• **Challenges**
1. In the notebook text on scoring Wikipedia articles, what does the name ORES stand for?
2. Continue the notebook text on scoring Wikipedia articles with ORES from its last sentence.

First step: import the neccessary libaries for this project.

In [1]:
import pandas as pd
import os
import requests
import json
import numpy as np
from ratelimit import limits

We now load the `.csv` files as pandas dataframes for further processing.

In [74]:
population_df = pd.read_csv('../data_raw/export_2019.csv', delimiter=';')
articles_df = pd.read_csv('../data_raw/page_data.csv')

## Step 2⃣ | Data processing and cleaning
The data in `page_data.csv` contain some rows that we will need to filter out. It contains some page names that start with the string `"Template:"`. These pages are not Wikipedia articles, and should not be included in your analysis. The data in `export_2019.csv` does not need any cleaning.

***

| | `page_data.csv` | | |
|-|------|---------|--------|
| | **page** | **country** | **rev_id** |
|0|	Template:ZambiaProvincialMinisters | Zambia | 235107991 |
|1|	Bir I of Kanem | Chad | 355319463 |

***

| | `export_2019.csv` | | |
|-|------|---------|--------|
| | **country** | **population** | **region** |
|0|	Algeria | 44.357 | AFRICA |
|1|	Egypt | 100.803 | 355319463 |

***

Here we clean the Wikipedia articles of every row containing the `Template:` prefix.

In [75]:
articles_df = articles_df[~articles_df['page'].str.contains('Template:')]

Unnamed: 0,page,country,rev_id
1,Bir I of Kanem,Chad,355319463
10,Information Minister of the Palestinian Nation...,Palestinian Territory,393276188
12,Yos Por,Cambodia,393822005
23,Julius Gregr,Czech Republic,395521877
24,Edvard Gregr,Czech Republic,395526568
...,...,...,...
47192,Yahya Jammeh,Gambia,807482007
47193,Lucius Fairchild,United States,807483006
47194,Fahd of Saudi Arabia,Saudi Arabia,807483153
47195,Francis Fessenden,United States,807483270


### Getting article quality predictions with ORES

Now we need to get the predicted quality scores for each article in the Wikipedia dataset. We're using a machine learning system called [**ORES**](https://www.mediawiki.org/wiki/ORES) ("Objective Revision Evaluation Service"). ORES estimates the quality of an article (at a particular point in time), and assigns a series of probabilities that the article is in one of the six quality categories. The options are, from best to worst:

| ID | Quality Category |  Explanation |
|----|------------------|----------|
| 1 | FA    | Featured article |
| 2 | GA    | Good article |
| 3 | B     | B-class article |
| 4 | C     | C-class article |
| 5 | Start | Start-class article |
| 6 | Stub  | Stub-class article |

For context, these quality classes are a sub-set of quality assessment categories developed by Wikipedia editors. If you're curious, you can [read more](https://en.wikipedia.org/wiki/Wikipedia:Content_assessment#Grades) about what these assessment classes mean on English Wikipedia. For now, we only need to know that these categories exist, and that ORES will assign one of these six categories to any `rev_id`. We now need to extract all `rev_id`s in the `page_data.csv` file and use the ORES API to get the predicted quality score for that specific article revision.

• **Data provided**

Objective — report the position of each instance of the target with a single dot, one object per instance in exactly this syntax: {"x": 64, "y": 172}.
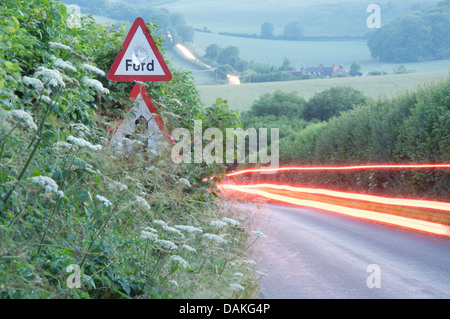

• **Per-task answers**
1. Objective Revision Evaluation Service

2.
### ORES REST API endpoint

The [ORES REST API](https://ores.wikimedia.org/v3/#!/scoring/get_v3_scores_context_revid_model) is configured fairly similarly to the pageviews API. It expects the following parameters:

* **project** --> `enwiki`
* **revid** --> e.g. `235107991` or multiple ids e.g.: `235107991|355319463` (batch)
* **model** --> `wp10` - The name of a model to use when scoring.

**❗Note on batch processing:** Please read the documentation about [API usage](https://www.mediawiki.org/wiki/ORES#API_usage) if you want to query a large number of revisions (batches). 

ORES returns a prediction value that contains the name of one category (e.g. `Start`), as well as probability values for each of the six quality categories. We only need to capture and use the value for the prediction.

**❗Note:** It's possible that we will be unable to get a score for a particular article. If that happens, we make sure to maintain a log of articles for which we were not able to retrieve an ORES score. This log will be saved as a separate file named `ORES_no_scores.csv` and should include the `page`, `country`, and `rev_id` (just as in `page_data.csv`).

**Code for API calls**:

To retrieve the ORES prediction to an article we define the REST API endpoint.
Exchange the `User-Agent` and `From` in the header to your information if you want to run this code.

In [None]:
####### Customize below with your own information ########
headers = {
    'User-Agent': 'https://github.com/Arne117',
    'From': 'arner92@zedat.fu-berlin.de'
}
####### Customize above with your own information ########

# 50 revisions within a given request, up to 4 parallel requests.
@limits(calls=4, period=0.1)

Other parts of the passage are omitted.